**PROBLEM REQUIREMENTS**
What follows is a set of records; copy all of it exactly.

Saved entries:
****************
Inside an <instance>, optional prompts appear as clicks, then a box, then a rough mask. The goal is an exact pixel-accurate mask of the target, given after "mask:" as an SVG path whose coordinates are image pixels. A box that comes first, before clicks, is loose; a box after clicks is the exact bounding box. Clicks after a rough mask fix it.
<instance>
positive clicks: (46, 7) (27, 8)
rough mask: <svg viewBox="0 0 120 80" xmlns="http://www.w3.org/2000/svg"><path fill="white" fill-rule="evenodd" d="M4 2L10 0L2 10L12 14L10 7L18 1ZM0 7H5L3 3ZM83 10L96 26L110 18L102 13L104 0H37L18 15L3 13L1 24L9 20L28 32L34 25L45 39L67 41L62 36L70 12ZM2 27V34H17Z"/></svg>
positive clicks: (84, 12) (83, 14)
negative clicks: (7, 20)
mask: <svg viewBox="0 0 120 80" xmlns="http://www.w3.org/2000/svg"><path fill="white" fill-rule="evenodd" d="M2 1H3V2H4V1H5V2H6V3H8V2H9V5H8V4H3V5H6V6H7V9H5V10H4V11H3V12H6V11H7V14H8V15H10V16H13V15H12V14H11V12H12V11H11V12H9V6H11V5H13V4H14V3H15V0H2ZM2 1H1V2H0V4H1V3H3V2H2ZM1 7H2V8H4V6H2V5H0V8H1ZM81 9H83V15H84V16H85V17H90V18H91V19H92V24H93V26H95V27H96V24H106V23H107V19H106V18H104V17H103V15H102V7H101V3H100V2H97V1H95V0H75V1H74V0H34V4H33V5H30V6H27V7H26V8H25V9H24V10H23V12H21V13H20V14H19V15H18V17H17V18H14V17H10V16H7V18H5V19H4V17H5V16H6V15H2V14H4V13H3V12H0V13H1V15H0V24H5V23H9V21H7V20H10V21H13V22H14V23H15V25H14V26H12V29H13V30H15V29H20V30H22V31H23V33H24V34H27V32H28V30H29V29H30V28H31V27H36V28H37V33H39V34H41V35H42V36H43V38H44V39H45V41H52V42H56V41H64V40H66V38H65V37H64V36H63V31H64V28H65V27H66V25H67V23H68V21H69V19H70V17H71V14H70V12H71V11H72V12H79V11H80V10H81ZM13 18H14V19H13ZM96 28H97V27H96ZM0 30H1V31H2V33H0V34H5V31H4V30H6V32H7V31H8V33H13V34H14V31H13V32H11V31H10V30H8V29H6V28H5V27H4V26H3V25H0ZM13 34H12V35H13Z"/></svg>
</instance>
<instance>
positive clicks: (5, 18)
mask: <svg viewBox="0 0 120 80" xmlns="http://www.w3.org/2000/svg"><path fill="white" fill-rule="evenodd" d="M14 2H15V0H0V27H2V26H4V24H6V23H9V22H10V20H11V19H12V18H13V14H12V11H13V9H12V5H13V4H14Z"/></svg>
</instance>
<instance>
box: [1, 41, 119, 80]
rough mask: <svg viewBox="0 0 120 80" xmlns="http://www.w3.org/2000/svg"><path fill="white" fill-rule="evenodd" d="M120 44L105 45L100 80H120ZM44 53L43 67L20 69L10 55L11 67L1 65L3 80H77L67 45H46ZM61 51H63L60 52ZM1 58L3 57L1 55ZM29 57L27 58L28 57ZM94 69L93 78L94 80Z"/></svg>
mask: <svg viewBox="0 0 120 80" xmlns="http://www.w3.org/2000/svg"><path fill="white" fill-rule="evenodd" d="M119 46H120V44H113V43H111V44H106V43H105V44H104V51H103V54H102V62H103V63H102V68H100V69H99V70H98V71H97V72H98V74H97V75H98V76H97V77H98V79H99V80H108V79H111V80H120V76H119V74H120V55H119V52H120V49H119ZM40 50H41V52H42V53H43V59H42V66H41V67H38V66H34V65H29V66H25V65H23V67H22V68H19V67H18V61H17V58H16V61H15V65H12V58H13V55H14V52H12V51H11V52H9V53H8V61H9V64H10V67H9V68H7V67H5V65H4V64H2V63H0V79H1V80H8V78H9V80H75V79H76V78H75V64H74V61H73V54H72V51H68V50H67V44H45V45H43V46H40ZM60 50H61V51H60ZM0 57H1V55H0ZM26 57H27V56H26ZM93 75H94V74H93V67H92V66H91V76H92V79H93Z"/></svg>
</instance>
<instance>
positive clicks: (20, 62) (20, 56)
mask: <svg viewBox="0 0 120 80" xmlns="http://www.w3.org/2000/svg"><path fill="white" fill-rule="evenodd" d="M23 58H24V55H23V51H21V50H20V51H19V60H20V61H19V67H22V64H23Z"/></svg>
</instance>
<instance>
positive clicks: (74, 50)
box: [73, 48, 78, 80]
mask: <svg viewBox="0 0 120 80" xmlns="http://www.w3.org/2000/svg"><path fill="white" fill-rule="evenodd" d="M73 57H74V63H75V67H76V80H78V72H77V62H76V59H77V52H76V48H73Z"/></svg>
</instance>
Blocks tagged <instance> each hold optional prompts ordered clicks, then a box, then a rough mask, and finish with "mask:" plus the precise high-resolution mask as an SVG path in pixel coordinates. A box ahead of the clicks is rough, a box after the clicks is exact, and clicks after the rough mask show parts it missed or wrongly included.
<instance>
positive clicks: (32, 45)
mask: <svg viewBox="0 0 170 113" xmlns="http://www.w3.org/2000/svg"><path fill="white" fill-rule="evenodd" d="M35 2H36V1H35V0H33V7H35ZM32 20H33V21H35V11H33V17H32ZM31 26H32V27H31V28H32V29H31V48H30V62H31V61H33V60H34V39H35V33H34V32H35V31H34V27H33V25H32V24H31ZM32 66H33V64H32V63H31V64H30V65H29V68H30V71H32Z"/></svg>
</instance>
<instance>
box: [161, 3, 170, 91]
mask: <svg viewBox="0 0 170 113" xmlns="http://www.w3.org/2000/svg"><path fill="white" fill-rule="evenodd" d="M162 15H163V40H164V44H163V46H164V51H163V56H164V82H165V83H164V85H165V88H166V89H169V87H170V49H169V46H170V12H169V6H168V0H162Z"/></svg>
****************
**RESULT OF THE EXERCISE**
Inside an <instance>, optional prompts appear as clicks, then a box, then a rough mask. The goal is an exact pixel-accurate mask of the target, given after "mask:" as an SVG path whose coordinates are image pixels. A box that comes first, before clicks, is loose; a box after clicks is the exact bounding box. Clicks after a rough mask fix it.
<instance>
positive clicks: (46, 7) (27, 8)
rough mask: <svg viewBox="0 0 120 80" xmlns="http://www.w3.org/2000/svg"><path fill="white" fill-rule="evenodd" d="M4 2L10 0L2 10L12 14L10 7L18 1ZM0 7H5L3 3ZM83 10L96 26L110 18L102 13L104 0H37L18 15L3 13L1 24L9 20L28 32L34 25L45 39L67 41L62 36L70 12ZM2 27V34H17Z"/></svg>
positive clicks: (84, 12) (83, 14)
negative clicks: (7, 20)
mask: <svg viewBox="0 0 120 80" xmlns="http://www.w3.org/2000/svg"><path fill="white" fill-rule="evenodd" d="M2 1H3V2H4V1H5V2H6V3H8V2H9V5H8V4H3V5H6V6H7V9H5V10H4V11H3V12H6V11H7V14H8V15H10V16H13V15H12V14H11V12H12V11H11V12H9V6H11V5H13V4H14V3H15V0H2ZM2 1H1V2H0V4H1V3H3V2H2ZM1 7H2V8H4V6H2V5H0V8H1ZM81 9H83V15H84V16H85V17H90V18H91V19H92V24H93V26H95V27H96V24H106V23H107V19H106V18H104V17H103V15H102V7H101V3H100V2H97V1H95V0H75V1H74V0H34V4H33V5H30V6H27V7H26V8H25V9H24V10H23V12H21V13H20V14H19V15H18V17H17V18H14V17H10V16H7V18H5V19H4V17H5V16H6V15H2V14H4V13H3V12H0V13H1V15H0V24H5V23H9V21H7V20H10V21H13V22H14V23H15V25H14V26H12V29H13V30H15V29H20V30H22V31H23V33H24V34H27V32H28V30H29V29H30V28H31V27H36V28H37V33H39V34H41V35H42V36H43V38H44V39H45V41H52V42H56V41H64V40H66V38H65V37H64V36H63V31H64V28H65V27H66V25H67V23H68V21H69V19H70V17H71V14H70V12H71V11H72V12H79V11H80V10H81ZM13 18H14V19H13ZM96 28H97V27H96ZM0 30H1V31H2V33H0V34H5V31H4V30H6V32H7V31H8V33H13V34H14V31H13V32H11V31H10V30H8V29H6V28H5V27H4V26H3V25H0ZM13 34H12V35H13Z"/></svg>
</instance>
<instance>
positive clicks: (5, 18)
mask: <svg viewBox="0 0 120 80" xmlns="http://www.w3.org/2000/svg"><path fill="white" fill-rule="evenodd" d="M14 2H15V0H0V27H2V26H4V24H6V23H9V22H10V20H11V19H12V18H13V14H12V11H13V9H12V5H13V4H14Z"/></svg>
</instance>
<instance>
box: [1, 41, 119, 80]
rough mask: <svg viewBox="0 0 120 80" xmlns="http://www.w3.org/2000/svg"><path fill="white" fill-rule="evenodd" d="M120 44L105 45L100 80H120ZM44 53L43 67L20 69L10 55L11 67L1 65L3 80H77L67 45H46ZM61 51H63L60 52ZM1 58L3 57L1 55ZM29 57L27 58L28 57ZM94 69L93 78L94 80Z"/></svg>
mask: <svg viewBox="0 0 120 80" xmlns="http://www.w3.org/2000/svg"><path fill="white" fill-rule="evenodd" d="M119 46H120V44H113V43H111V44H106V43H105V44H104V51H103V54H102V62H103V63H102V68H100V69H99V70H98V71H97V72H98V74H97V75H98V76H97V77H98V79H99V80H108V79H111V80H120V76H119V74H120V55H119V52H120V49H119ZM40 50H41V52H42V53H43V59H42V66H41V67H38V66H34V65H29V66H25V65H23V67H22V68H19V67H18V61H17V58H16V61H15V65H12V58H13V55H14V52H12V51H11V52H9V53H8V61H9V64H10V67H9V68H7V67H5V65H4V64H2V63H0V79H1V80H8V78H9V80H75V79H76V78H75V64H74V61H73V54H72V51H68V50H67V44H45V45H43V46H40ZM60 50H61V51H60ZM0 57H1V55H0ZM26 57H27V56H26ZM93 75H94V74H93V67H92V66H91V76H92V79H93Z"/></svg>
</instance>
<instance>
positive clicks: (20, 62) (20, 56)
mask: <svg viewBox="0 0 120 80" xmlns="http://www.w3.org/2000/svg"><path fill="white" fill-rule="evenodd" d="M23 58H24V55H23V51H21V50H20V51H19V60H20V61H19V67H22V64H23Z"/></svg>
</instance>
<instance>
positive clicks: (74, 50)
box: [73, 48, 78, 80]
mask: <svg viewBox="0 0 120 80" xmlns="http://www.w3.org/2000/svg"><path fill="white" fill-rule="evenodd" d="M73 57H74V63H75V67H76V80H78V72H77V62H76V59H77V52H76V48H73Z"/></svg>
</instance>
Blocks tagged <instance> each hold optional prompts ordered clicks, then a box, then a rough mask, and finish with "mask:" plus the precise high-resolution mask as an SVG path in pixel coordinates. A box ahead of the clicks is rough, a box after the clicks is exact, and clicks after the rough mask show parts it missed or wrongly included.
<instance>
positive clicks: (32, 45)
mask: <svg viewBox="0 0 170 113" xmlns="http://www.w3.org/2000/svg"><path fill="white" fill-rule="evenodd" d="M35 2H36V1H35V0H33V7H35ZM32 20H33V21H35V11H33V17H32ZM31 26H32V27H31V28H32V29H31V48H30V62H31V61H33V60H34V39H35V33H34V32H35V31H34V27H33V25H32V24H31ZM32 66H33V64H32V63H31V64H30V65H29V68H30V71H32Z"/></svg>
</instance>
<instance>
box: [161, 3, 170, 91]
mask: <svg viewBox="0 0 170 113" xmlns="http://www.w3.org/2000/svg"><path fill="white" fill-rule="evenodd" d="M162 15H163V40H164V44H163V46H164V51H163V56H164V82H165V83H164V85H165V88H166V89H169V87H170V49H169V46H170V12H169V6H168V0H162Z"/></svg>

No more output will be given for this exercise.